• TASK REQUIREMENTS
Carry on the passage about menopause and hormone therapy, picking up after its final sentence.

• DOCUMENT PASSAGE
[Start of Attachment]

There are two big things that continue to cause confusion over the value of hormone therapy. One is the lingering effect of 2002 communications from Women’s Health Initiative study, which got some things wrong and overstated other things. The end result was that “the medical professionals, in their concern about what turn out to be small risks for some women, are overlooking the overwhelming evidence of estrogen’s very large benefits for most women,” as the co-authors of Estrogen Matters said.
The second thing is that hormone therapy is not right or wrong. Instead, it’s right for some women, and not right for others. It all depends on your risk factors. That’s why it’s important to talk to your medical professional.
I keep up with the latest research and thinking on menopause, including hormone therapy. Given what all that research to date says, I think there are only two conditions that would definitely exclude you from being a candidate for HT: 1) estrogen-receptor-positive breast cancer and 2) cardiovascular disease with plaque present.
If you don’t have those conditions, there are still important considerations. Age is one. The age at which a woman reaches menopause plays a part in breast cancer risk; the risk from hormone therapy is roughly the same as the increased risk that happens naturally if a woman’s menopause happens five years later—because of the longer exposure to her own natural estrogen and progesterone. This is, in particular, an area where more research is needed, to tease apart some complicated interactions.

[End of Attachment]

• DATA EXTRACTS
[Start of Attachment]

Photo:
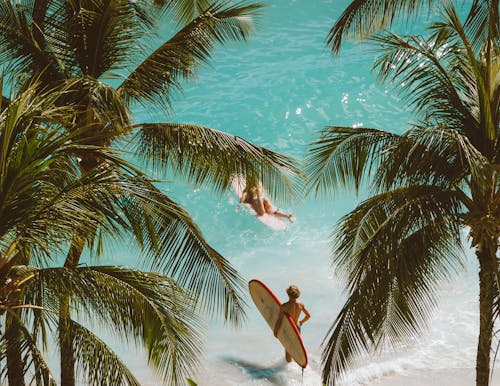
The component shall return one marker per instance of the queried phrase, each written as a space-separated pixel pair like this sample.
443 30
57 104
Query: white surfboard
238 185
269 306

[End of Attachment]

• EXPECTED ANSWER
Timing is another consideration. Recent research suggests that there’s a window within which hormone therapy can be introduced to provide more benefit than risk. Because arteries become less elastic after menopause, hormone therapy should begin before age 60 or within 10 years of entering menopause (unless you’ve already been diagnosed with either of the two conditions mentioned above). Within that window, hormone therapy significantly reduces coronary artery disease and overall mortality, adding three or four years to your life.
Composition and delivery are also important. Hormone therapy for women who have not undergone a hysterectomy (who still have a uterus) is usually estrogen plus progestin/progesterone (EPT) because progestin/progesterone protects against endometrial cancer. Women without a uterus can safely take estrogen alone (ET). Hormone therapy can be delivered in a pill, patch, gel, skin spray, or vaginal ring; the method of delivery can impact risks, so a conversation with your provider is important (and, again, more research is needed).
If menopausal symptoms are making you miserable, talk to your doctor. Together you can look at your entire health picture, including your medical history, your weight, how active you are, and your diet, and decide what your options are for dealing with your symptoms, considering hormone therapy and some great non-hormone options, too!